§ **PROMPT**:
The required output is all lines below that contain the word "window".
START MATERIAL TO PROCESS
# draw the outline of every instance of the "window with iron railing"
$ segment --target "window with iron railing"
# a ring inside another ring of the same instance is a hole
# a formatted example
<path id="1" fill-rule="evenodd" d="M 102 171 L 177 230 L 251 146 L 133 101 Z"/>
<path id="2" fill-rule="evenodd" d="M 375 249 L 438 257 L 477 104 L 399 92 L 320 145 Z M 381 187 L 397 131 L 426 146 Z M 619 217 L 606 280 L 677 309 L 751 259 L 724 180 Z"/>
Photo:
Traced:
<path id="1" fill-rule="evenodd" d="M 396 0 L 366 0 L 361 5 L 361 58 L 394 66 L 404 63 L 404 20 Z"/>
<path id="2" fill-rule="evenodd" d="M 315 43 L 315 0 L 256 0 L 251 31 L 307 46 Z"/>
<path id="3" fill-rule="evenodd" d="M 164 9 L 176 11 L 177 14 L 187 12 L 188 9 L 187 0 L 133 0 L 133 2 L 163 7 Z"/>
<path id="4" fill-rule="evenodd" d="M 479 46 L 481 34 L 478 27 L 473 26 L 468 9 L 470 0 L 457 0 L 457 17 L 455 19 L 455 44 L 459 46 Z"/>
END MATERIAL TO PROCESS
§ **RESPONSE TO THIS EXERCISE**:
# draw the outline of every instance of the "window with iron railing"
$ segment --target "window with iron railing"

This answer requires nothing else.